Can you copy out the data exactly? Leave the images out.

Data for this task
***
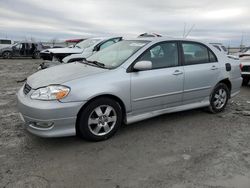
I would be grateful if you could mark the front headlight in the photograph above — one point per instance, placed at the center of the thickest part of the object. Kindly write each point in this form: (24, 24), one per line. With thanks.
(52, 92)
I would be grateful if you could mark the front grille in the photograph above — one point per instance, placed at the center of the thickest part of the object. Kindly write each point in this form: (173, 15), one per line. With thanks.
(245, 69)
(26, 89)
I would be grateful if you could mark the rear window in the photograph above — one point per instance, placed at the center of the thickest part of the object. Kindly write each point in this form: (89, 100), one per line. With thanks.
(5, 41)
(224, 48)
(195, 53)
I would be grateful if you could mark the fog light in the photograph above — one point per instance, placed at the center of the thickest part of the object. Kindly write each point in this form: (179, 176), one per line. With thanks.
(42, 124)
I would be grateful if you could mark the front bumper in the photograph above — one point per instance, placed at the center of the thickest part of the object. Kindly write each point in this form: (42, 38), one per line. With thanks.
(48, 118)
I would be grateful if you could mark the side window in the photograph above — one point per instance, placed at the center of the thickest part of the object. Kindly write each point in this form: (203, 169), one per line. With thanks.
(195, 53)
(116, 40)
(18, 46)
(5, 42)
(217, 47)
(162, 55)
(212, 57)
(106, 44)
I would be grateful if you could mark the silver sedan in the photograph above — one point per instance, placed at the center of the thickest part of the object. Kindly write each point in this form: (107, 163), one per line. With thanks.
(129, 81)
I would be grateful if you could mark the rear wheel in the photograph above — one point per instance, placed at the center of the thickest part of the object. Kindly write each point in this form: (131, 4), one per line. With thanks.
(7, 55)
(219, 98)
(245, 81)
(36, 55)
(100, 120)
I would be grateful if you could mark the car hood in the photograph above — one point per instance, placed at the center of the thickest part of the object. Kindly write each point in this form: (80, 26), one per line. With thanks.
(77, 56)
(62, 73)
(63, 50)
(6, 48)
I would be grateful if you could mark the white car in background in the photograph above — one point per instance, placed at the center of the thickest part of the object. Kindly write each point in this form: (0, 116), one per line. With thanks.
(220, 47)
(102, 43)
(79, 52)
(5, 43)
(244, 56)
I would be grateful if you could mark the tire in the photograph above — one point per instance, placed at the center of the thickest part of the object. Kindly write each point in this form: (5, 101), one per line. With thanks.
(100, 120)
(36, 55)
(245, 81)
(219, 98)
(7, 55)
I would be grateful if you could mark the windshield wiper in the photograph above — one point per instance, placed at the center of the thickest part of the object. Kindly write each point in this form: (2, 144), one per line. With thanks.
(96, 63)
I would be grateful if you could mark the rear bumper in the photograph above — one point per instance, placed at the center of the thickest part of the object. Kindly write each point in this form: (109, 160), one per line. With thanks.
(48, 118)
(236, 85)
(245, 74)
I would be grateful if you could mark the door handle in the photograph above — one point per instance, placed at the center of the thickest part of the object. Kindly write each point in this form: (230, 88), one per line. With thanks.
(214, 67)
(177, 72)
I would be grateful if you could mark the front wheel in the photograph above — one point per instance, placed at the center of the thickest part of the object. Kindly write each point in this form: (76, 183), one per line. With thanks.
(100, 120)
(219, 98)
(36, 55)
(6, 55)
(245, 81)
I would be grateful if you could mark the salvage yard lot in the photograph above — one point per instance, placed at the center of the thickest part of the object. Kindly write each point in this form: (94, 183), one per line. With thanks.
(179, 150)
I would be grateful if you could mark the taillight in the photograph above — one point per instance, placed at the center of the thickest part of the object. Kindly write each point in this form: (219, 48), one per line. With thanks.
(241, 66)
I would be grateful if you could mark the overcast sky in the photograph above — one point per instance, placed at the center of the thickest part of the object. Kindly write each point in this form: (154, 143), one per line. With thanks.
(216, 21)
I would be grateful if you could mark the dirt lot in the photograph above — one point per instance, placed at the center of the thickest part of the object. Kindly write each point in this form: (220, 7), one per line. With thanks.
(181, 150)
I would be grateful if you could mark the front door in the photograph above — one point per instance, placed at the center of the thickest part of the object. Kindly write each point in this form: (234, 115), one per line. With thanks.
(201, 72)
(162, 86)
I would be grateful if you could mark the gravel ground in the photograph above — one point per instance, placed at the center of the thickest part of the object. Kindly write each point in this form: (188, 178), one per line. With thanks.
(191, 149)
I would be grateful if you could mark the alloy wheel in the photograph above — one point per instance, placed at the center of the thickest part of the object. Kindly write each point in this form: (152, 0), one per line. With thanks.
(102, 120)
(220, 98)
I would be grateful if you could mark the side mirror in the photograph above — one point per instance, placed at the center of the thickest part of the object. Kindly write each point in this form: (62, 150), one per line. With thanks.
(95, 49)
(143, 65)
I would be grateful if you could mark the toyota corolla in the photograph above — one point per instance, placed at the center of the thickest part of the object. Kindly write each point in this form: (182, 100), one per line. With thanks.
(127, 82)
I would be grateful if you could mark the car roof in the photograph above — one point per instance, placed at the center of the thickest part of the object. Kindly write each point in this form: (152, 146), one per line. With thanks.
(159, 39)
(30, 42)
(105, 38)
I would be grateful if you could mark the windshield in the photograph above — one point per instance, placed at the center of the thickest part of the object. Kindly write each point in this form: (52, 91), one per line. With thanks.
(87, 43)
(116, 54)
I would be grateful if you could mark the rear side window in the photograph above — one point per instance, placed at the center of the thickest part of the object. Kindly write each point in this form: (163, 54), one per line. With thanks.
(106, 44)
(195, 53)
(217, 47)
(224, 48)
(162, 55)
(5, 42)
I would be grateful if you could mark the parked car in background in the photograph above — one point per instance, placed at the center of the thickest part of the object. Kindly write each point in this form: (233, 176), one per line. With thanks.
(129, 81)
(83, 49)
(5, 43)
(220, 47)
(100, 45)
(22, 49)
(143, 35)
(245, 69)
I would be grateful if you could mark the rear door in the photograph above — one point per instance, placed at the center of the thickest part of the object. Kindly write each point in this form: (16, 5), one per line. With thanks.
(162, 86)
(201, 71)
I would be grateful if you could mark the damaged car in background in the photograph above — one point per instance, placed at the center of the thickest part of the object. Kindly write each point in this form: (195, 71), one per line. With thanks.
(127, 82)
(22, 49)
(245, 65)
(79, 52)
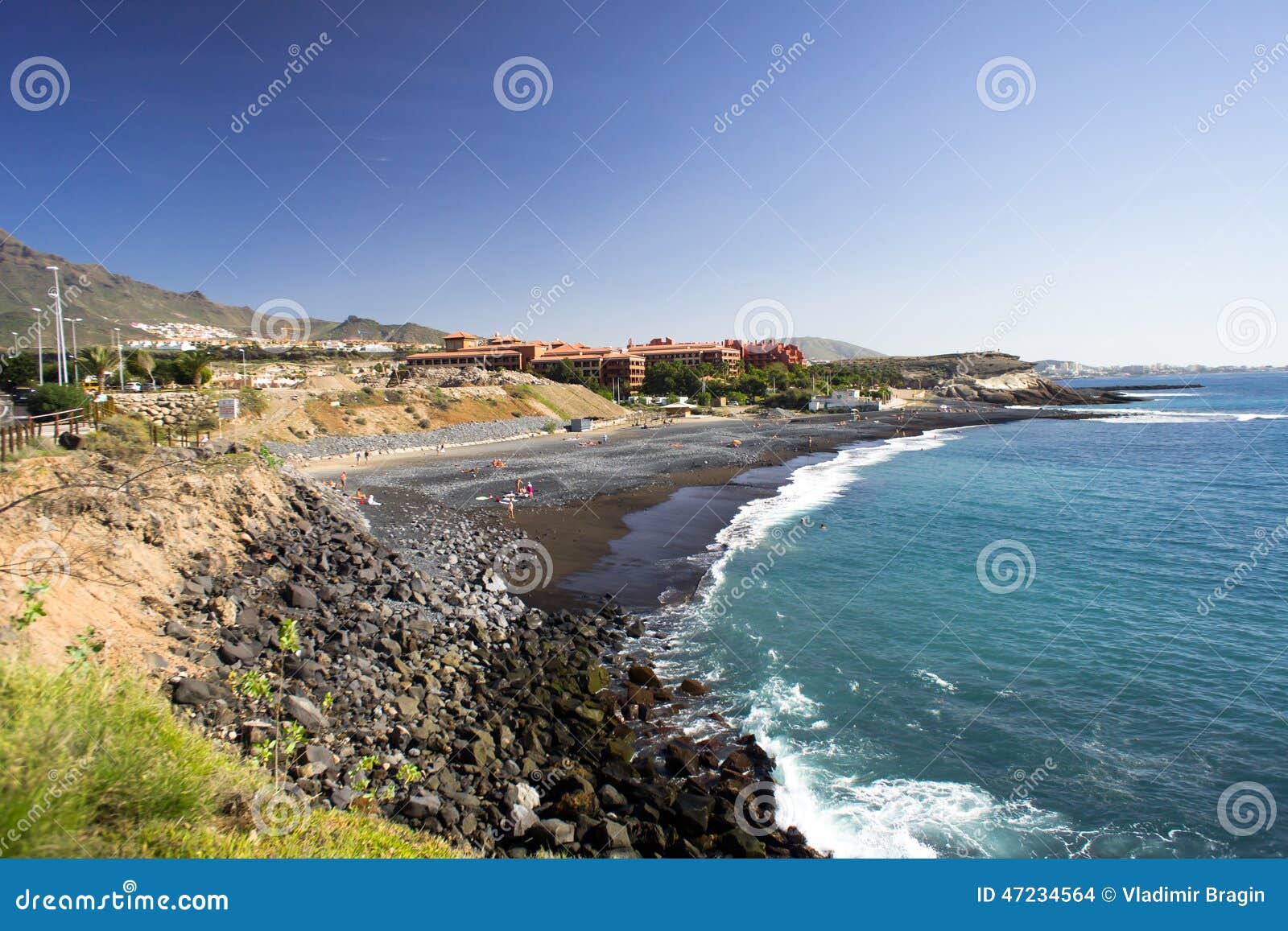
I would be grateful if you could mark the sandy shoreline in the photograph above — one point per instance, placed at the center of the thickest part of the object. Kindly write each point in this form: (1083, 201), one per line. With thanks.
(621, 517)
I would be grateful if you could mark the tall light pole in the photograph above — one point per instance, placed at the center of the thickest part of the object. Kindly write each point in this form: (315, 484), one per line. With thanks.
(120, 358)
(40, 344)
(74, 321)
(58, 319)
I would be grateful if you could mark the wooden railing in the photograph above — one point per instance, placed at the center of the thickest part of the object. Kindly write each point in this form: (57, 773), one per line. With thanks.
***
Correct answer
I would be grateful if you could mark the front headlight in the photograph above — one point per instance, placed at the center of the thickest part of the object. Kindly write each point in this form: (24, 24), one per line. With thanks.
(52, 92)
I would be grateful if you could mark the front grille in the photograph above — one point per instance, placed at the center of the thickest part of the object. Kindly write each point in this form: (173, 15), one per line. With thanks.
(245, 69)
(26, 89)
I would be grateful if you could mark the rear window in the photograph above — one point per instance, placed at the center of the thickest part of the object. Kindly write each point in this form: (89, 100), one per line. With thanks.
(5, 41)
(224, 48)
(195, 53)
I would be grateful if you could mark the fog light in the photograph above — one point per instance, placed at the center of the thickest part of the object. Kindly write each point in this form: (179, 176), one per line. With thanks.
(42, 124)
I would be grateful if you could mark the front bumper in the photograph above — one point per instance, placed at the center of the thickest part of the object. Kindly write each point in this form: (42, 38), one per line. With thanks.
(48, 118)
I would be grateful if you could mark the side window in the photograph above — one point per instance, placed at the center of the thickest part of the object. Kindly write each point in this form: (203, 169), one per line. With thanks.
(195, 53)
(116, 40)
(18, 46)
(5, 42)
(217, 47)
(162, 55)
(212, 57)
(106, 44)
I would be grateful if you could mark the silver sedan in the photograph above — one point per instance, placed at the center of the thickest part of the object. Kindly write each point in this form: (107, 163), one per line. With thanks.
(129, 81)
I would be grateful if you could mark the rear wheel in the photograph above — one point per instance, placed at the center of the thickest part of the object. Kindly write each point in this form: (131, 4), one per line. With thanks.
(7, 55)
(219, 98)
(245, 81)
(36, 55)
(100, 120)
I would be grateful if you could mark the car hood in the photograph above — one point per instance, placed at the center of the thickest part of the object. Kindly write each point in this form: (80, 26), one per line. With thanks.
(77, 56)
(62, 73)
(63, 50)
(6, 48)
I would be grateful if you could mark the white car in background in the photograph above — one point per instance, placed at the center of the thickest part of the object. Kindly write each point in this form: (0, 116), one per line. With thanks.
(220, 47)
(102, 43)
(79, 52)
(5, 43)
(244, 56)
I would be grateful if you could mark the tire in the photograph above — one point per instance, placed at the center of the thickest part of the object. Kindly write each point in this form: (5, 101), one per line. With thanks.
(100, 120)
(36, 55)
(245, 81)
(219, 98)
(7, 55)
I would be grateful if you could mark the windshield wiper in the photograph above — one point per instance, placed at the center of the thickest part of the object. Kindly write each point in this form: (2, 144), one per line. With thanks.
(96, 63)
I would be grateful if you could mark the rear bumper in the photograph above — one point per instance, placed at the center of the thickest part of the object. Kindly write each point in this form: (109, 160), one per line. With thanks.
(48, 118)
(236, 85)
(245, 74)
I would be grateful if you could mark the door handle in the photograph above — one point per instance, placed at the center of the thickest part of the object. Kindly write each point in this form: (230, 88), one per line. With thanks.
(214, 67)
(177, 72)
I would be grateful if you could mark the front wheel in the photograph above — one point per instance, placed at the center of the thickest part of the object. Kindly write each point in this form: (76, 183), one per line. With thanks.
(100, 120)
(219, 98)
(36, 55)
(6, 55)
(245, 81)
I would be grateful if you could mark the salvage yard lot in the photograph above — one point per instance, placed at the center of the thickest part of the object. Kindly write each point in this form: (94, 183), one per line. With thanks.
(179, 150)
I would be grateful if you could mark the taillight in the photograph above — one point per instance, placed at the center of the thickest part of the object. Kindly write each point in this form: (219, 48), one per line. With thanks.
(241, 66)
I would be grateful if you could mark the overcast sky in the photograph above — one point per instance, placed at the center of the thickest part of the object. Kindly write each point in this form: (154, 143), one per line. With thanks.
(216, 21)
I would be grateful if you could mark the dirt lot in the photograph above — one point per instance, placed at the center of the thickest part of the object. Kindly write each point in this form: (220, 7), one per line. With thanks.
(181, 150)
I would be grateful if you could mark the front door in the photograph above — one point per instance, placed at the center of the thickest part of the object. Kindly write each point in this form: (234, 115), one per line. With thanks.
(201, 72)
(162, 86)
I would be grateful if you could mark the gravel ground in the photograph above — one point per instance, placed at the center of the thickest part of the object. Kindly write each point in this form: (188, 178), one per line. With thanks.
(191, 149)
I would be grateful if you could mark the alloy wheel in the photograph above — one point per instance, placed at the center of the thickest part of the object. Kindly write each point in this form: (152, 0), one per line. With thanks.
(102, 120)
(220, 98)
I would be grateful if you could mark the side mirror in the photograph above — one point per instance, placed at the center of the thickest part of the object. Kindly write each point in this form: (62, 150), one per line. With thanks.
(95, 49)
(143, 65)
I would be grateful if you could mark the toyota corolla in the photograph above — one point per instance, placed at the center of the thickest part of the object. Kindly write each point in this form: (182, 100), one per line. With thanks.
(127, 82)
I would be grateful if you could mark the car roof in the photograph above — one point per instance, placed at the center of the thickest part of the object. Kindly write each point in this form: (152, 146), one per line. With thanks.
(159, 39)
(30, 42)
(105, 38)
I would be grateful if you could mark the windshield in the photograph above — one point per instance, placed at the center of the thickest part of the object. Kindly write each point in this form: (52, 91), one per line. With thanks.
(87, 43)
(116, 54)
I would be grateful if you could mark the rear side window in the photograph above — one point per instance, placed at the center of the thickest part of the object. Kindly write each point in this form: (163, 54), one per line. With thanks.
(106, 44)
(195, 53)
(217, 47)
(224, 48)
(162, 55)
(5, 42)
I would be grateful if you could mark the parked car in background in the photograph above — one point per instance, placed at the center of the thickest part of the object. Kindly write each point in this form: (233, 176), one per line. With thanks.
(129, 81)
(83, 49)
(5, 43)
(220, 47)
(100, 45)
(22, 49)
(143, 35)
(245, 69)
I would be grateful if you could mark the rear door in the photograph above — one point per instance, placed at the center of the thickest part of the object. Kindly write each point in this form: (16, 5), one per line. With thanks.
(162, 86)
(201, 71)
I would be grateful if you could mark the damaged car in background in the photograph above — one point per instance, placed at the center of the thickest part of the object. Kindly write each point in this form: (195, 71), one per line. With thanks.
(127, 82)
(22, 49)
(245, 65)
(79, 52)
I would be grateful if you could mark the sandy shoreline in the photograph above — one point per instance, placed at the center of the thickest part of the object. Kindly write each point in this form: (1083, 201), one per line. With thanks.
(621, 517)
I would be grateful if you could mark the tall light pole in the photograph above — one point per instance, placed at the center of the thickest part of the object. Kindly write each point in this form: (315, 484), one per line. With thanks.
(120, 358)
(40, 344)
(74, 321)
(58, 319)
I would be grateful if you could mark the wooden railing in the photograph above — one point per instance, placed at the center of the thickest part of the object. Kindly write each point in this form: (57, 773), one per line. With thanks.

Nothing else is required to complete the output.